─── SOURCE RECORDS ───

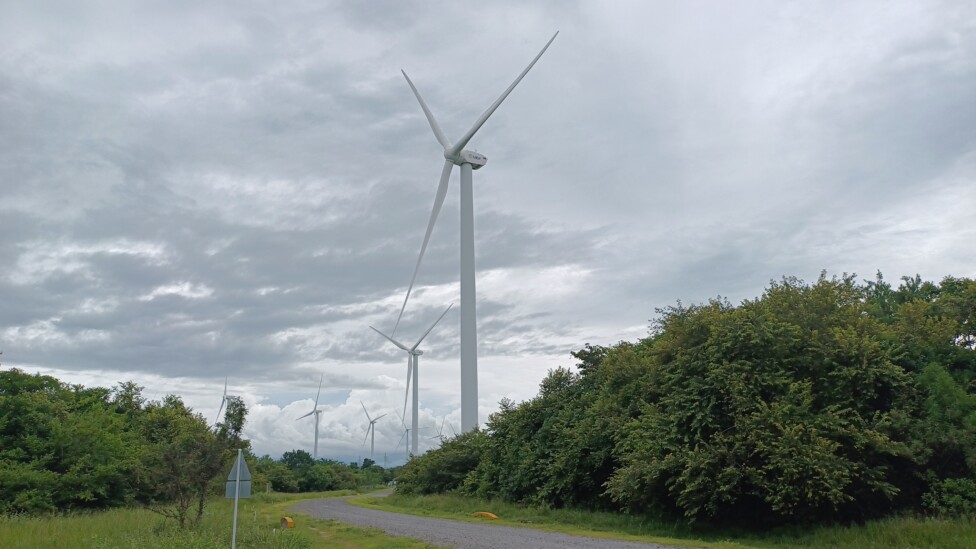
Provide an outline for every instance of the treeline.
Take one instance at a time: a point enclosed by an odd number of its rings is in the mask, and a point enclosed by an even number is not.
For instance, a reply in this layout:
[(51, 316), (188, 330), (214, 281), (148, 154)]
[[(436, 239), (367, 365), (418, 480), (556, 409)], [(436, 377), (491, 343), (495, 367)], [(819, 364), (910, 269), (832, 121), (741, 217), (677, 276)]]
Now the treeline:
[(261, 456), (255, 465), (266, 486), (275, 492), (293, 493), (355, 490), (386, 484), (397, 472), (397, 469), (383, 469), (369, 458), (364, 459), (362, 465), (316, 460), (305, 450), (285, 452), (279, 460)]
[(224, 421), (211, 426), (178, 396), (149, 402), (132, 382), (86, 388), (0, 371), (0, 513), (140, 504), (185, 526), (249, 447), (246, 415), (229, 397)]
[(215, 425), (169, 395), (147, 401), (142, 387), (87, 388), (18, 369), (0, 371), (0, 514), (141, 505), (181, 526), (223, 494), (245, 451), (252, 489), (318, 492), (385, 484), (396, 469), (315, 460), (304, 450), (255, 458), (242, 431), (247, 407), (227, 397)]
[(752, 525), (976, 513), (976, 281), (786, 278), (658, 314), (399, 490)]

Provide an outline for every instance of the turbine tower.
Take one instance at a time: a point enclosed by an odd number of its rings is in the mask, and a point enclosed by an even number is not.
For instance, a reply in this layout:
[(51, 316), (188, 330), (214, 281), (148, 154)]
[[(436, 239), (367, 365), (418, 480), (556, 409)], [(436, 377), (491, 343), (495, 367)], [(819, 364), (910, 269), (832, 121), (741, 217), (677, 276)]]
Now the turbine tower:
[[(451, 177), (451, 171), (454, 169), (454, 165), (461, 167), (461, 431), (468, 432), (472, 429), (478, 427), (478, 328), (477, 328), (477, 318), (475, 316), (475, 279), (474, 279), (474, 198), (473, 198), (473, 183), (472, 183), (472, 171), (477, 170), (485, 165), (488, 161), (484, 155), (466, 150), (464, 147), (467, 146), (468, 141), (481, 129), (481, 126), (488, 120), (502, 104), (502, 101), (508, 97), (508, 94), (512, 93), (515, 86), (522, 81), (522, 78), (528, 74), (529, 70), (535, 65), (536, 61), (542, 57), (542, 54), (549, 49), (549, 45), (552, 41), (556, 39), (559, 32), (552, 35), (549, 42), (546, 43), (542, 51), (535, 56), (535, 59), (529, 63), (529, 66), (522, 71), (522, 74), (512, 82), (512, 85), (505, 90), (502, 95), (495, 100), (491, 106), (488, 107), (479, 118), (475, 121), (474, 125), (471, 126), (464, 135), (461, 136), (455, 143), (451, 143), (444, 132), (441, 130), (440, 125), (434, 118), (433, 113), (427, 107), (427, 103), (424, 101), (423, 97), (420, 96), (420, 92), (417, 91), (417, 87), (413, 85), (410, 77), (407, 76), (405, 71), (403, 72), (403, 77), (407, 79), (407, 84), (410, 85), (410, 89), (413, 90), (413, 94), (417, 97), (417, 101), (420, 103), (420, 108), (423, 109), (424, 115), (427, 116), (427, 122), (430, 124), (430, 129), (434, 132), (434, 137), (437, 138), (437, 142), (441, 144), (444, 148), (444, 167), (441, 170), (441, 180), (440, 184), (437, 186), (437, 193), (434, 195), (434, 207), (430, 211), (430, 219), (427, 222), (427, 232), (424, 234), (423, 244), (420, 246), (420, 255), (417, 257), (417, 265), (413, 270), (413, 277), (410, 279), (410, 285), (407, 287), (407, 295), (403, 298), (403, 306), (400, 308), (400, 314), (397, 316), (396, 326), (400, 325), (400, 318), (403, 317), (403, 311), (407, 307), (407, 300), (410, 299), (410, 292), (413, 290), (413, 284), (417, 280), (417, 271), (420, 270), (420, 262), (424, 258), (424, 252), (427, 250), (427, 243), (430, 241), (430, 233), (434, 229), (434, 223), (437, 221), (437, 214), (440, 213), (441, 205), (444, 203), (444, 196), (447, 194), (447, 184)], [(396, 326), (393, 328), (393, 333), (396, 334)]]
[(451, 307), (453, 306), (454, 304), (451, 303), (450, 305), (447, 306), (447, 309), (444, 309), (444, 312), (441, 313), (441, 316), (437, 317), (437, 320), (435, 320), (434, 323), (430, 325), (430, 328), (427, 328), (427, 331), (424, 332), (424, 335), (420, 336), (420, 339), (418, 339), (417, 342), (413, 344), (413, 347), (407, 347), (403, 343), (400, 343), (399, 341), (393, 339), (392, 337), (370, 326), (371, 330), (380, 334), (386, 339), (390, 340), (391, 343), (393, 343), (400, 349), (407, 352), (407, 390), (403, 394), (403, 413), (404, 414), (407, 413), (407, 396), (410, 394), (410, 375), (412, 372), (413, 373), (413, 406), (411, 407), (412, 417), (410, 419), (410, 427), (413, 430), (413, 436), (410, 438), (410, 450), (414, 453), (414, 455), (417, 454), (417, 421), (418, 418), (420, 417), (420, 391), (418, 389), (418, 387), (420, 386), (420, 374), (417, 373), (418, 370), (417, 366), (420, 365), (420, 355), (424, 354), (424, 352), (418, 350), (417, 347), (420, 346), (421, 342), (424, 341), (424, 338), (427, 337), (427, 334), (429, 334), (430, 331), (434, 329), (434, 326), (437, 326), (437, 323), (440, 322), (442, 318), (444, 318), (444, 315), (446, 315), (447, 312), (450, 311)]
[[(360, 400), (359, 404), (362, 405), (363, 411), (366, 412), (366, 405), (363, 404), (363, 401)], [(366, 445), (366, 437), (373, 435), (372, 438), (370, 438), (369, 440), (369, 459), (373, 459), (373, 449), (376, 447), (376, 422), (379, 421), (380, 418), (385, 415), (386, 414), (380, 414), (376, 416), (376, 419), (373, 419), (369, 417), (369, 412), (366, 412), (366, 419), (369, 420), (369, 426), (366, 427), (366, 436), (363, 437), (364, 446)]]
[(317, 393), (315, 393), (315, 404), (312, 405), (312, 411), (295, 420), (298, 421), (300, 419), (305, 419), (308, 416), (315, 414), (315, 445), (312, 447), (312, 459), (319, 459), (319, 414), (322, 413), (322, 410), (319, 410), (319, 395), (322, 393), (323, 377), (325, 377), (325, 374), (322, 374), (319, 377), (319, 390)]

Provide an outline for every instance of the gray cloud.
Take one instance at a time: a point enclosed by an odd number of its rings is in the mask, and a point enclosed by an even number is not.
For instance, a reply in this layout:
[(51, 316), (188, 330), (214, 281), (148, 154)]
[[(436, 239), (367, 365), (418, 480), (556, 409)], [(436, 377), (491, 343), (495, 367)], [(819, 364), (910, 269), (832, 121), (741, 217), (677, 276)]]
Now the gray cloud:
[[(305, 444), (284, 425), (325, 372), (327, 447), (355, 455), (358, 401), (402, 405), (402, 352), (367, 326), (392, 328), (441, 163), (399, 70), (456, 137), (557, 29), (471, 142), (489, 158), (485, 413), (676, 299), (751, 298), (825, 268), (976, 276), (968, 4), (470, 9), (10, 6), (4, 365), (131, 377), (211, 414), (230, 375), (269, 452)], [(456, 184), (404, 339), (457, 301)], [(454, 312), (424, 344), (430, 421), (457, 411), (457, 333)]]

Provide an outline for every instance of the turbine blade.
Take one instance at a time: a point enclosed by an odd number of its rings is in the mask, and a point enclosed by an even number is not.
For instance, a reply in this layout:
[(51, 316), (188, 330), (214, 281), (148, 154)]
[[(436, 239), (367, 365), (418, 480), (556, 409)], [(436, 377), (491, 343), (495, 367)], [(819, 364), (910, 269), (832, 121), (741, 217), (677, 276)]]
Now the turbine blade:
[(441, 170), (441, 182), (437, 185), (437, 194), (434, 195), (434, 207), (430, 210), (430, 220), (427, 222), (424, 243), (420, 245), (417, 266), (413, 268), (413, 276), (410, 278), (410, 285), (407, 286), (407, 295), (403, 298), (403, 306), (400, 307), (400, 314), (397, 315), (396, 324), (393, 326), (393, 335), (396, 335), (397, 327), (400, 326), (400, 319), (403, 318), (403, 311), (407, 308), (407, 300), (410, 299), (413, 283), (417, 281), (417, 271), (420, 270), (420, 262), (424, 259), (424, 252), (427, 251), (427, 243), (430, 242), (430, 233), (434, 230), (434, 223), (437, 222), (437, 214), (440, 213), (441, 206), (444, 204), (444, 197), (447, 196), (447, 183), (451, 178), (452, 169), (454, 169), (454, 164), (450, 160), (445, 160), (444, 169)]
[[(360, 400), (359, 401), (359, 404), (360, 404), (360, 406), (363, 407), (363, 411), (366, 412), (366, 405), (363, 404), (363, 401)], [(369, 417), (369, 412), (366, 412), (366, 419), (368, 419), (370, 421), (373, 421), (373, 418)]]
[(319, 376), (319, 391), (315, 393), (315, 406), (313, 408), (319, 407), (319, 395), (322, 394), (322, 379), (325, 378), (325, 374)]
[(404, 438), (406, 438), (406, 436), (407, 436), (407, 432), (406, 432), (406, 431), (404, 431), (404, 432), (403, 432), (403, 434), (402, 434), (402, 435), (400, 435), (400, 440), (399, 440), (399, 441), (397, 441), (397, 445), (396, 445), (396, 448), (394, 448), (394, 449), (393, 449), (394, 451), (396, 451), (396, 450), (398, 450), (398, 449), (400, 449), (400, 444), (403, 444), (403, 439), (404, 439)]
[(451, 303), (450, 305), (447, 306), (446, 309), (444, 309), (444, 312), (441, 313), (441, 316), (437, 317), (437, 320), (435, 320), (434, 323), (430, 325), (430, 328), (427, 328), (427, 331), (424, 332), (424, 335), (420, 336), (420, 339), (417, 340), (417, 343), (415, 343), (414, 346), (410, 349), (411, 351), (416, 351), (417, 347), (420, 347), (420, 343), (424, 340), (425, 337), (427, 337), (427, 334), (429, 334), (430, 331), (434, 329), (434, 326), (437, 326), (437, 323), (440, 322), (442, 318), (444, 318), (444, 315), (446, 315), (447, 312), (450, 311), (451, 307), (453, 306), (454, 304)]
[(441, 147), (444, 147), (445, 150), (451, 148), (451, 142), (447, 139), (447, 136), (444, 135), (440, 125), (437, 124), (437, 119), (434, 118), (434, 113), (430, 112), (430, 109), (427, 108), (427, 102), (424, 101), (424, 98), (420, 96), (420, 92), (417, 91), (417, 86), (413, 85), (413, 81), (410, 80), (409, 76), (407, 76), (406, 71), (400, 69), (400, 72), (402, 72), (403, 77), (407, 79), (407, 84), (410, 84), (410, 89), (413, 90), (413, 94), (417, 97), (417, 101), (420, 102), (420, 108), (424, 109), (424, 114), (427, 116), (427, 122), (430, 123), (430, 129), (434, 130), (434, 137), (437, 138), (437, 142), (440, 143)]
[(227, 376), (224, 376), (224, 395), (220, 397), (220, 408), (217, 408), (217, 419), (214, 420), (214, 425), (220, 423), (220, 413), (224, 411), (224, 404), (226, 403), (227, 403)]
[(399, 341), (397, 341), (397, 340), (393, 339), (392, 337), (384, 334), (383, 332), (377, 330), (376, 328), (370, 326), (369, 329), (370, 330), (373, 330), (374, 332), (376, 332), (376, 333), (380, 334), (381, 336), (385, 337), (386, 339), (390, 340), (390, 343), (396, 345), (397, 347), (403, 349), (404, 351), (409, 351), (410, 350), (410, 349), (407, 349), (407, 347), (403, 343), (400, 343)]
[(518, 78), (515, 79), (515, 82), (512, 82), (512, 85), (509, 86), (507, 90), (505, 90), (505, 93), (503, 93), (501, 97), (496, 99), (495, 102), (492, 103), (490, 107), (488, 107), (488, 110), (486, 110), (481, 115), (481, 117), (478, 118), (478, 120), (474, 123), (474, 126), (471, 126), (471, 129), (468, 130), (468, 132), (465, 133), (463, 136), (461, 136), (461, 139), (459, 139), (458, 142), (455, 143), (453, 147), (448, 149), (448, 152), (445, 153), (445, 156), (455, 157), (458, 155), (458, 153), (461, 152), (462, 149), (464, 149), (464, 147), (468, 144), (468, 141), (471, 141), (471, 138), (474, 137), (474, 134), (478, 133), (478, 130), (481, 129), (481, 126), (484, 125), (484, 123), (488, 120), (488, 117), (491, 116), (495, 112), (495, 109), (497, 109), (498, 106), (502, 104), (502, 101), (504, 101), (505, 98), (508, 97), (508, 94), (512, 93), (512, 90), (515, 89), (515, 86), (517, 86), (518, 83), (522, 81), (522, 78), (524, 78), (525, 75), (529, 73), (529, 70), (531, 70), (533, 65), (535, 65), (535, 62), (538, 61), (540, 57), (542, 57), (542, 54), (546, 53), (546, 50), (549, 49), (549, 44), (552, 44), (552, 41), (555, 40), (556, 36), (558, 35), (559, 35), (559, 31), (556, 31), (556, 34), (552, 35), (552, 38), (550, 38), (549, 41), (546, 42), (546, 45), (542, 48), (542, 51), (539, 52), (539, 55), (536, 55), (535, 59), (533, 59), (532, 62), (529, 63), (529, 66), (525, 67), (525, 70), (522, 71), (522, 74), (520, 74)]
[(301, 417), (299, 417), (299, 418), (298, 418), (298, 419), (296, 419), (295, 421), (298, 421), (299, 419), (305, 419), (305, 418), (307, 418), (308, 416), (310, 416), (310, 415), (312, 415), (312, 414), (314, 414), (314, 413), (315, 413), (315, 410), (312, 410), (311, 412), (309, 412), (309, 413), (307, 413), (307, 414), (305, 414), (304, 416), (301, 416)]
[[(400, 423), (403, 423), (403, 418), (407, 415), (407, 397), (410, 395), (410, 378), (413, 373), (413, 357), (407, 355), (407, 389), (403, 392), (403, 415), (400, 416)], [(406, 426), (406, 425), (404, 425)]]
[(387, 414), (389, 414), (389, 412), (387, 412), (386, 414), (380, 414), (380, 415), (376, 416), (376, 419), (373, 420), (373, 423), (376, 423), (377, 421), (380, 420), (381, 417), (383, 417), (383, 416), (385, 416)]
[(373, 424), (370, 423), (369, 427), (366, 428), (366, 436), (363, 437), (363, 446), (366, 446), (366, 439), (369, 438), (369, 430), (373, 428)]
[(214, 420), (214, 425), (220, 423), (220, 413), (224, 411), (224, 402), (226, 399), (220, 401), (220, 408), (217, 408), (217, 419)]

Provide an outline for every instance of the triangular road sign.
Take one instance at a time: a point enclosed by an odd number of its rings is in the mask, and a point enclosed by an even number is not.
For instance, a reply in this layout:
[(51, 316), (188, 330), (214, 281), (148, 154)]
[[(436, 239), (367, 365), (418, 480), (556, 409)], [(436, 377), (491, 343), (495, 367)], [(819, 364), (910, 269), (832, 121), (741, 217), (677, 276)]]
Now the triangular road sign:
[(224, 491), (224, 497), (234, 499), (235, 485), (237, 484), (237, 465), (240, 463), (241, 468), (241, 487), (240, 493), (237, 497), (249, 498), (251, 497), (251, 472), (247, 470), (247, 462), (244, 461), (243, 456), (237, 456), (234, 458), (234, 466), (230, 469), (230, 474), (227, 475), (227, 487)]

───

EXERCISE: From the line with "Provide an outline for every instance of the triangular" to the final line of the data above, please reproduce every line exactly and add nothing.

YOUR RESPONSE:
Provide an outline for every instance of the triangular road sign.
Take one instance at a time: a point enclosed by an odd number of its rings is in the mask, and a point enclosed by an even number is not.
For instance, a reply in this layout:
[(51, 316), (188, 330), (214, 281), (148, 154)]
[[(436, 239), (367, 365), (418, 480), (556, 409)], [(436, 377), (491, 343), (495, 367)], [(819, 364), (910, 269), (832, 121), (741, 217), (677, 276)]]
Now the triangular road sign:
[(224, 491), (224, 497), (234, 499), (235, 485), (237, 484), (237, 465), (240, 463), (241, 468), (241, 487), (240, 493), (237, 497), (249, 498), (251, 497), (251, 472), (247, 470), (247, 462), (244, 461), (243, 456), (237, 456), (234, 458), (234, 466), (230, 469), (230, 474), (227, 475), (227, 487)]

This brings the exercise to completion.